TEXT EXCERPT:
=======

It wasn't just a win that gave Aztec vindication after a year of highs and lows, it was a win that gave comfort to generations of Aztec players who went to battle at the Bulldog Bowl in Artesia.
The world famous Bulldog Bowl was once again a perfect venue for a brilliantly played high school football state playoff game. No. 6 Aztec and No. 3 Artesia combined for 1,331 yards of total offense in a shootout Saturday, but yet another magical performance in clutch time in the career of Aztec senior quarterback Adam Lucero gave the Tigers an edge. A miracle touchdown catch by Wyatt Schlueter with just 10 seconds remaining sent the game to overtime with Aztec carrying momentum.
Tied at 55, Artesia and Aztec went into overtime with Artesia handling the ball first. The Bulldogs moved backward on its possession and an incomplete pass from junior quarterback Trevor Eulenbach on 4th-and-goal from the 14 gave Aztec the ball on the 10-yard line needing just one score to win. A holding call moved Aztec back to to the 20-yard line and a negative run made it 2nd-and-goal from the 22-yard line before Lucero hit Cody Rinerson on a slant over the middle of the field. Rinerson avoided Artesia tacklers and stretched the ball over the goal line to give the Tigers a 61-55 overtime win in the 4A state quarterfinals.

=======

ENTRIES PROVIDED:
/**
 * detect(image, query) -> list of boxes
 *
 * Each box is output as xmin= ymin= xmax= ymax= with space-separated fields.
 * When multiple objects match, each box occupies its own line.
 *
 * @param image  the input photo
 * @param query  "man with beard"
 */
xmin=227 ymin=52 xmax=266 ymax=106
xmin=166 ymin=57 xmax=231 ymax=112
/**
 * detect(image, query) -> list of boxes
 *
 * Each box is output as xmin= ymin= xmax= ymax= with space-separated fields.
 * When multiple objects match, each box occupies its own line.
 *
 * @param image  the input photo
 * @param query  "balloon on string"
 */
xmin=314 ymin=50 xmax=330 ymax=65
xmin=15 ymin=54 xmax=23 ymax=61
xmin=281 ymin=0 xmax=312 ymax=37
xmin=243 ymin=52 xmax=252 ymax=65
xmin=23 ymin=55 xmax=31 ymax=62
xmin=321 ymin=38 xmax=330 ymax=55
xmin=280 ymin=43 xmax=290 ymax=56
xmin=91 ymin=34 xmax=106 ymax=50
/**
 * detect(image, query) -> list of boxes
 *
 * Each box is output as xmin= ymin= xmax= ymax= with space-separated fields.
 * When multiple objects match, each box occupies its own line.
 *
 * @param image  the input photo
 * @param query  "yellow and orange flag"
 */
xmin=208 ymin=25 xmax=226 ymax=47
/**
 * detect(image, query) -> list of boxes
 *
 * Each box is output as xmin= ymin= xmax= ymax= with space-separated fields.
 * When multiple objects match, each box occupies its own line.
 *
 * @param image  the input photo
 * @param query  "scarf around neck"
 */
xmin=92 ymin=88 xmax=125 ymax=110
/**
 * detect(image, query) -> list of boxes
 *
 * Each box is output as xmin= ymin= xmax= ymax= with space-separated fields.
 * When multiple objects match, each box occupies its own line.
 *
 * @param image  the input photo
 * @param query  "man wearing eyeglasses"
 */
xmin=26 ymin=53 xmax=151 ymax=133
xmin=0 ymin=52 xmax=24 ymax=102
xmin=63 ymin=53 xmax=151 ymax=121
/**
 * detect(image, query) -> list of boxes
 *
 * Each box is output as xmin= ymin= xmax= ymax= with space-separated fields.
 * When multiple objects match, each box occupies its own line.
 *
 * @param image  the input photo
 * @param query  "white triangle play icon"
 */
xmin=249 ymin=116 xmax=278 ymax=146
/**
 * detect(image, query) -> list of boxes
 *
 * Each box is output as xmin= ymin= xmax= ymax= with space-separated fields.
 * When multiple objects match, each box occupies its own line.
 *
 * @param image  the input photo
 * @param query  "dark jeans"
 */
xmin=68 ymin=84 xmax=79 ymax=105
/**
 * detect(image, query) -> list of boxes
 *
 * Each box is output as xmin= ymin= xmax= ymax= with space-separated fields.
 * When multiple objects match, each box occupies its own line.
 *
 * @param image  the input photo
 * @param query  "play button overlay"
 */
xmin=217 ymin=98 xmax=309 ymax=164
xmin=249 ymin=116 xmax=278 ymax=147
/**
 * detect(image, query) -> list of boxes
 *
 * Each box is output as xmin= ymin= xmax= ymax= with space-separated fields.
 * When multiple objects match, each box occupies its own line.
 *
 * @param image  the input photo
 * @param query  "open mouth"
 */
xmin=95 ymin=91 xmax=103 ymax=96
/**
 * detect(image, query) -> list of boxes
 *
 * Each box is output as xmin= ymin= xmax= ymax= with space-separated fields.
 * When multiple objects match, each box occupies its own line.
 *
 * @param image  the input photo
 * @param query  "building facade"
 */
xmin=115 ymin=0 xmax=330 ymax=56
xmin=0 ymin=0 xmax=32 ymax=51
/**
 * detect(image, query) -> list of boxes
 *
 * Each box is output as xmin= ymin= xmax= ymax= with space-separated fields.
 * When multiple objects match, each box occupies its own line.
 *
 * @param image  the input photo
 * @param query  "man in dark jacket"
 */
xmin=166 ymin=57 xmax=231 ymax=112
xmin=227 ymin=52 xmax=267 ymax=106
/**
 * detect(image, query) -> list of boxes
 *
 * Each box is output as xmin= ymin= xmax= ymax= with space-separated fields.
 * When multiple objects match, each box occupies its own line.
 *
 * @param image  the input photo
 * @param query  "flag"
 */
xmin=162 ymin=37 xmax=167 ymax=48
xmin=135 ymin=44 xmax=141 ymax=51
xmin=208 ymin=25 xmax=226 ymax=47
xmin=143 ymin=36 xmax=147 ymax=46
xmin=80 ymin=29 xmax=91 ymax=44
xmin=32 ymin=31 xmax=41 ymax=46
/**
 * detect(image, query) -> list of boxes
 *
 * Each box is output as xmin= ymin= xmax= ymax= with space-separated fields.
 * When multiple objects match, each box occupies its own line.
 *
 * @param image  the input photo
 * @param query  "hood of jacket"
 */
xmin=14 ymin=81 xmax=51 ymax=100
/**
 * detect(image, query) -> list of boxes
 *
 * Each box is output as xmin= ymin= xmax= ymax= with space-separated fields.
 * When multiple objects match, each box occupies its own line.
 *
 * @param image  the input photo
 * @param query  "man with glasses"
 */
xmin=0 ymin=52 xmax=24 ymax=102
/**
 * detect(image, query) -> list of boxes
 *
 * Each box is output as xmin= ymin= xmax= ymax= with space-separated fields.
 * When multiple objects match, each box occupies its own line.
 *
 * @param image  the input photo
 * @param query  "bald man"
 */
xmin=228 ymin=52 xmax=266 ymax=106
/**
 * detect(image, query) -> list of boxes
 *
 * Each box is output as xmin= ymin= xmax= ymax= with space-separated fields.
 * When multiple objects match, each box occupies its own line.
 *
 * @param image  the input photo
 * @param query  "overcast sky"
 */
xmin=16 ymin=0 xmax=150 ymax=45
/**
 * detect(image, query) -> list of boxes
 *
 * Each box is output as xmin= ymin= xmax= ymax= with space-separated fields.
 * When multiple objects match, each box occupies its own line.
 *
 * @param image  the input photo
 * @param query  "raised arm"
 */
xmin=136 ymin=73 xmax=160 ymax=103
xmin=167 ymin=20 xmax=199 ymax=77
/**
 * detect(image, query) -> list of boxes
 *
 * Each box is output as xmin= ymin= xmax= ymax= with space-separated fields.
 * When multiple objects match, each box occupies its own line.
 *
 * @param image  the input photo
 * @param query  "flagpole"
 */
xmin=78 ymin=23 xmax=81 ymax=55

=======

WORK INSTRUCTIONS: Write the next part of the Aztec–Artesia playoff game report, beginning after its last sentence. The entries were taken from a different source than the game report.

ANSWER TO THE TASK:
It was Aztec's first win in school history at the Bulldog Bowl, where the Tigers were 0-4 in previous games. According to New Mexico football historian Dan Ford, Artesia is now 8-3 all-time in games against Aztec.
Defending 4A state champion Aztec (7-4) advanced to the state semifinals with the win. The Tigers will face No. 2 Los Lunas (11-0) at home next Saturday at 1 p.m. after winning a coin-toss to determine home field advantage.
But for at least a few hours, the Tigers enjoyed the spoils that go with a playoff win at Artesia.
“There aren't very many times you can go into the Bulldog Bowl and beat Artesia,” Lucero said. “To win a game like that requires total effort from every man on the team. Before every game, I look up at the sky knowing it might be my last game ever but knowing I don't want it to be. I love this sport. We all do. We hang on to every moment we have in close games like that because you never know when the final play clock can run out on your career.”
Lucero went from local hero to statewide sensation with his performance in the semifinals against Valencia and state title game against Goddard in 2011. Superman himself wouldn't have believed what Lucero still had in store for his final trip to Artesia.
Trailing 55-48 with 1:47 to play, Lucero led the Tigers on a 77-yard scoring drive that concluded with a 27-yard pass to Schlueter in the back right corner of the end zone that gave kicker Garrett Tucker the opportunity to tie the game with an extra point.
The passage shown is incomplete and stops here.